課題文 ::
父の死、私の食欲

父が去年亡くなった。煙草を沢山吸う人だったので肺癌になった。父も叔父も祖父も、煙草をよく吸い、肺癌で亡くなった。

 

私は煙草の煙がゆらゆらと上るさまが好きで、ヤニの匂いも(粗悪な消臭剤などと混ざっていなければ)嫌いでなく、煙草を吸いたい人は吸えば良いという考えである。あなたは違う考えでも一向に構わない。

 

去年、父の容態がいよいよ悪いという頃、私は足繁く入院先に見舞いに行った。父はもちろん煙草を吸えず、病院食もあまり食べられなかった。ただ、一番小さいペットボトルのコカ・コーラをたくさん冷蔵庫に入れ、よく飲んでいた。

私は父の好きなバターピーナッツを持っていったが、父は食べられなかったようだ。しかし私は無性に食べたくなり、自分の分をキオスクで買い、帰りにむしゃむしゃ食べた。

 

別の日には、モスバーガーのロースカツバーガーを父に差し入れた。家族は仰天した。みんなに「それはない」と笑われた。私もそりゃそうだと笑い、持って帰ると申し出たが、父はそれをことわり、皆が病院から帰ったあとに、ロースカツバーガーを半分食べ、セットのポテトも食べた。そうラインしてきた。私は嬉しかった。すこしでも浮世のものを食べたり、好きなように過ごさせてあげたかった。(煙草だってカートンで吸わせたいぐらいだった)

そして私は帰り道に、やはりロースカツバーガーを食べたのだった。

問題と課題 ::
1. 課題文で、煙草をよく吸い肺癌で亡くなったと書かれている人物をすべて挙げよ。
2. 課題文のうち、「去年、父の容態がいよいよ悪い」で始まり「そして私は帰り道に、やはりロースカツバーガーを食べたのだった。」で終わる部分を、一字も変えずに書き写してください。
資料は課題文と関係がない。

資料 ::
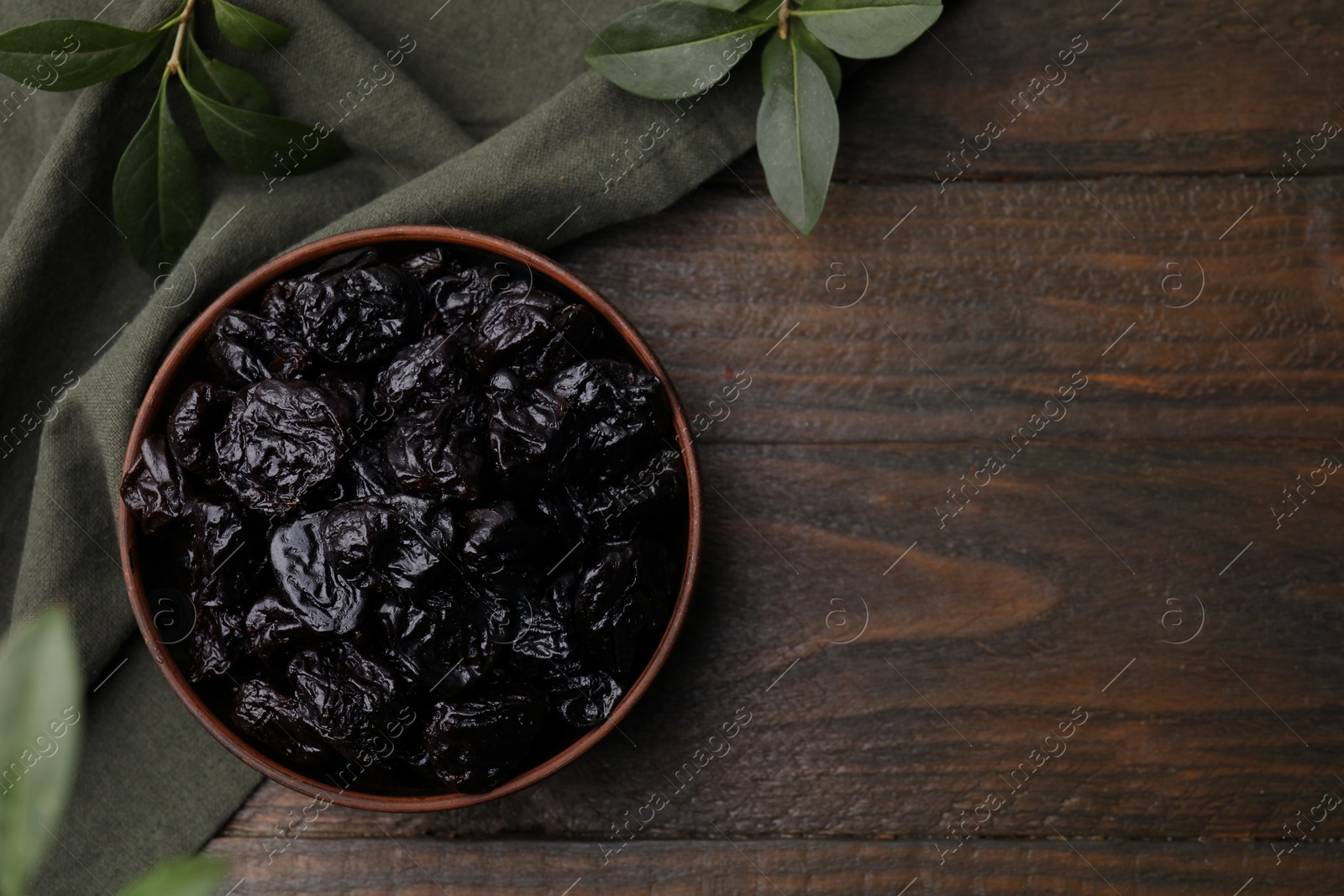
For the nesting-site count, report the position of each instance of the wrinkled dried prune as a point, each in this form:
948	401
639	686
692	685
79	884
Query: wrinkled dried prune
425	376
616	406
517	320
528	434
324	602
280	439
275	719
217	642
501	544
381	546
347	698
461	296
474	745
575	336
152	486
275	627
582	696
440	453
617	508
443	641
248	348
429	264
418	510
358	312
620	600
192	425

番号別解答 ::
1. 父、叔父、祖父

2.
去年、父の容態がいよいよ悪いという頃、私は足繁く入院先に見舞いに行った。父はもちろん煙草を吸えず、病院食もあまり食べられなかった。ただ、一番小さいペットボトルのコカ・コーラをたくさん冷蔵庫に入れ、よく飲んでいた。

私は父の好きなバターピーナッツを持っていったが、父は食べられなかったようだ。しかし私は無性に食べたくなり、自分の分をキオスクで買い、帰りにむしゃむしゃ食べた。

 

別の日には、モスバーガーのロースカツバーガーを父に差し入れた。家族は仰天した。みんなに「それはない」と笑われた。私もそりゃそうだと笑い、持って帰ると申し出たが、父はそれをことわり、皆が病院から帰ったあとに、ロースカツバーガーを半分食べ、セットのポテトも食べた。そうラインしてきた。私は嬉しかった。すこしでも浮世のものを食べたり、好きなように過ごさせてあげたかった。(煙草だってカートンで吸わせたいぐらいだった)

そして私は帰り道に、やはりロースカツバーガーを食べたのだった。